» **TASK PROMPT**:
Write out the material below line for line, with no changes.

» **RECORDS SHOWN**:
------------------------------------------------

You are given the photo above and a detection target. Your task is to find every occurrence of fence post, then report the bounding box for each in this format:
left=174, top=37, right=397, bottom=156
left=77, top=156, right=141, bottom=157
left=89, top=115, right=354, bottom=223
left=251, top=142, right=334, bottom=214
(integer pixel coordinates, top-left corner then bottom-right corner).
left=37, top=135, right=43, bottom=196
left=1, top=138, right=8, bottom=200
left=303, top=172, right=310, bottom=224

------------------------------------------------

» **COMPLETE OUTPUT**:
You are given the photo above and a detection target. Your task is to find every occurrence of fence post, then report the bounding box for each in this format:
left=174, top=37, right=397, bottom=156
left=77, top=156, right=141, bottom=157
left=89, top=115, right=354, bottom=223
left=251, top=142, right=334, bottom=214
(integer pixel coordinates, top-left corner then bottom-right corner).
left=37, top=135, right=43, bottom=196
left=1, top=138, right=8, bottom=200
left=303, top=172, right=310, bottom=224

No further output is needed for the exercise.